■ TASKS TO COMPLETE ■
**a.** Reproduce verbatim the passage in the essay on the American Founding, everything from "You just have" down to "in, powder out.".
**b.** In the essay on the American Founding, which receptacles does the ground grain flow into at the Annapolis gristmill?
**c.** Extend the essay on the road to the American Founding, picking up after its last sentence.

**** EXCERPTED TEXT ****

Americanism Redux
April 25, your today, on the journey to the American Founding, 250 years ago, in 1774
Stop and listen for the sound.
https://youtu.be/zf5T2nb99RY?si=CiKAMaBerv6qgnZY
You’ll hear it, perhaps recognizing without realizing. It’s the sound that tells you where you are, the thing that you often hear at this time of day or this place of night.
Or maybe you won’t hear it, and then you’ll measure in your head the distance in time between the absence and that coming moment, once again, of familiar tones, daily din, and beautiful noise.
You just have to listen. For the sound.
(sound wave)
* * * * * * *
(like the one in Annapolis)
The sound is wind and the wind is up, fresh on your face. The wind rises to the point where, above you, the great wheel begins to turn. Inside the building, a slow rounding has started, with creaks of sound off columns of wood, rotating, their notches of teeth lining up with notches of teeth, making power. The interlocking tracks drive large stones round and round, laid flat, grinding the stuff between them. Grain turns to crackings and then to dust, flowing into vats, containers, buckets. Power in, powder out.
It’s the windmill granary in Annapolis, colony of Maryland. Daniel Dulany Jr and Daniel Wolstenholme, two partners in the wind-powered gristmill, are waiting for only a few more days before Plan A shifts to Plan B. They had hoped to lease the property, but after months of advertising, no takers. The double-Daniels worry that no one wants to take on the venture in these uncertain times.
Off Chesapeake Bay, the breeze is dropping. The great wheel loses speed, the revolutions slow down. The teeth-like wooden fittings can be counted as they grind to a halt. A dust trickles out 250 years ago today.
The bay wind is, at most, a soft breeze.
* * * * * * *
(part of the New York tea party, in Fraunce’s Tavern)
Normally, off Sandy Hook’s wharf on Long Island, you could hear the sounds of sea winds and shrieking gulls. You’ll need to wait for a while, though, maybe an hour or more, before you’ll hear them again.

**** INFORMATION SUPPLIED ****

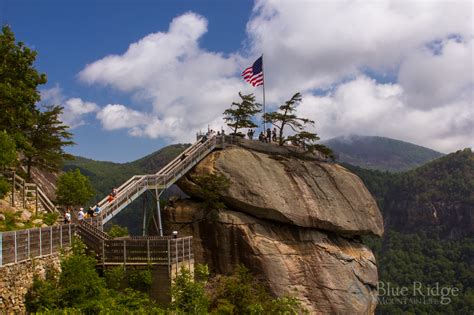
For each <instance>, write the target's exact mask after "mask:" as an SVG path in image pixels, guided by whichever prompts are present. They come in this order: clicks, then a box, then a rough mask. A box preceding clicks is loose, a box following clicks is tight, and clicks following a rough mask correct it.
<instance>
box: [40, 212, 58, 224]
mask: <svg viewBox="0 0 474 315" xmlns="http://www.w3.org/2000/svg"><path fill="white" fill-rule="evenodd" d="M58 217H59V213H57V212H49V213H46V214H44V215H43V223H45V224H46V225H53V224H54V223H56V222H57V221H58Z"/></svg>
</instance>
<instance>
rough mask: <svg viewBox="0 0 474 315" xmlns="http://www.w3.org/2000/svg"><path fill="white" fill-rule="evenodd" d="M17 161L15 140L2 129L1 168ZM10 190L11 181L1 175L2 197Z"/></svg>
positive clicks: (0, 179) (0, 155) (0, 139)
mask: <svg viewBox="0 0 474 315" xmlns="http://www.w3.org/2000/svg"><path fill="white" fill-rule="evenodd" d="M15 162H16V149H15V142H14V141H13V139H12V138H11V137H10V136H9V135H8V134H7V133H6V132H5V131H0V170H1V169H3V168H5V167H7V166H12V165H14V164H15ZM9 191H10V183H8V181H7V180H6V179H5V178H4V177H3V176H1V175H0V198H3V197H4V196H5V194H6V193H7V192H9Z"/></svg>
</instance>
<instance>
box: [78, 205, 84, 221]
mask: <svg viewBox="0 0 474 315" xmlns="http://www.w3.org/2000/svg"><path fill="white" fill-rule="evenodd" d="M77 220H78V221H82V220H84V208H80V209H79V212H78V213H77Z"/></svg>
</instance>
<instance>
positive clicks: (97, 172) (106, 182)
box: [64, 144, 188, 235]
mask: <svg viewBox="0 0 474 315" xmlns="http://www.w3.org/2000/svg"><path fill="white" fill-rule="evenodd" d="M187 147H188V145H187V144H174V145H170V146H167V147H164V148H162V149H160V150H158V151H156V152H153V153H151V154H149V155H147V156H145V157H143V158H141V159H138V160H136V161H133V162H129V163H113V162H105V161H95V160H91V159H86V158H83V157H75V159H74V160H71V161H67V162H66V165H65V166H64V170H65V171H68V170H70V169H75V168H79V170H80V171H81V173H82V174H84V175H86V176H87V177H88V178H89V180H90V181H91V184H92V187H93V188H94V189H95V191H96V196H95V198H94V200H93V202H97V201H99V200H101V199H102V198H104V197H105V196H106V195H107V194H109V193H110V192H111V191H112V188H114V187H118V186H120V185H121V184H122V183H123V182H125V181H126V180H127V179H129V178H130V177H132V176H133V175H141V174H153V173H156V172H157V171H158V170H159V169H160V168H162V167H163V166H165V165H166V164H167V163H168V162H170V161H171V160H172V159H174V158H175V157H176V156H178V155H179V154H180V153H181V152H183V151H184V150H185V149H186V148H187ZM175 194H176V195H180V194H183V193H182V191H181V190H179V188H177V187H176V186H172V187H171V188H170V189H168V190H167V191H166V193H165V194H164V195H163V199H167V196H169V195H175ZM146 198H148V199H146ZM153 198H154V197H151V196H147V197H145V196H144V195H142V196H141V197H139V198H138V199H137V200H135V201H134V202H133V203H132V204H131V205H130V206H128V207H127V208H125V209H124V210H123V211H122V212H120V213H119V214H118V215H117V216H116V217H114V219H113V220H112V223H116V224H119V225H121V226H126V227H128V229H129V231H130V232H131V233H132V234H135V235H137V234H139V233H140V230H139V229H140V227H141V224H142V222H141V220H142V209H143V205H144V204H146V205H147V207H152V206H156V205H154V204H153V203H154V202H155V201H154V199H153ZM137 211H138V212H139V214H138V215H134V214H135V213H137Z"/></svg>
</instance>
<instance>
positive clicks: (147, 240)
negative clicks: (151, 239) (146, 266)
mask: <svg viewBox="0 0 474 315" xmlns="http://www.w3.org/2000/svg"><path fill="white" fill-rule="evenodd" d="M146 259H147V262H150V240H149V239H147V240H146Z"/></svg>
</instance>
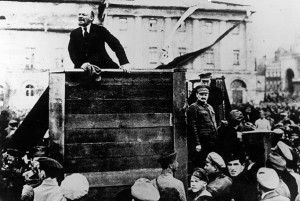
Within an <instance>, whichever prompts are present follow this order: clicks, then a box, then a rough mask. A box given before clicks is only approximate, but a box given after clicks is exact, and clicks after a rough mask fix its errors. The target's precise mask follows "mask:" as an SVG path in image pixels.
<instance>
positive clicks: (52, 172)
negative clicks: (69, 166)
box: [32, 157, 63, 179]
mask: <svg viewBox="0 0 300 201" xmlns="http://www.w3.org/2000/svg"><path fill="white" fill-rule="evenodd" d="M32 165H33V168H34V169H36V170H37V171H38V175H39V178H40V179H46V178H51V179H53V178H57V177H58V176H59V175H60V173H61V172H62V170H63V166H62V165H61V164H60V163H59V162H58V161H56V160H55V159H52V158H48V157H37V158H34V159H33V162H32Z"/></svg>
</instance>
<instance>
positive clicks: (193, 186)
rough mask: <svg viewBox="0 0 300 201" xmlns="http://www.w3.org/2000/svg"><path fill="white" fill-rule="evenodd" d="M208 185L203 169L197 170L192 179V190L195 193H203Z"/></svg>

****

■ ANSWERS IN ORDER ■
**a.**
You just have to listen. For the sound.
(sound wave)
* * * * * * *
(like the one in Annapolis)
The sound is wind and the wind is up, fresh on your face. The wind rises to the point where, above you, the great wheel begins to turn. Inside the building, a slow rounding has started, with creaks of sound off columns of wood, rotating, their notches of teeth lining up with notches of teeth, making power. The interlocking tracks drive large stones round and round, laid flat, grinding the stuff between them. Grain turns to crackings and then to dust, flowing into vats, containers, buckets. Power in, powder out.

**b.** Vats, containers, buckets

**c.**
Right now, 250 years ago, you’ll hear instead the boom of cannonfire, the ringing of bells, the shouts of people looking and pointing at colorful ribbons and cloth tied to a tall pole. It’s the celebration of a few hundred people. We’re a crowd, the supporters say. They’re a mob, the opponents say.
Off in the distance, you’ll see the masts of two ships, growing smaller, measured by your hand, then your thumb, then nothing. They’re returning to England, one still filled with unloaded and untouched tea, one lighter for having had eighteen chests of tea seized, smashed, and dumped into Long Island Sound. The local Sons of Liberty are yelling in triumph, shooting off artillery, decorating the Liberty Pole, and clanging any bell that can be found. The departing Captains Benjamin Lockyer and John Chambers will tell their stories after landing in English ports.
Off the wharf, the gulls are silent. They turn their heads and gaze at floating chunks of wood, the remnants of tea chests. Nothing to scavenge here, not yet, at least. When fish scraps turn up again on the surface, the shrieks will return, not long after echoes of cannon blasts and bell clappers fade away.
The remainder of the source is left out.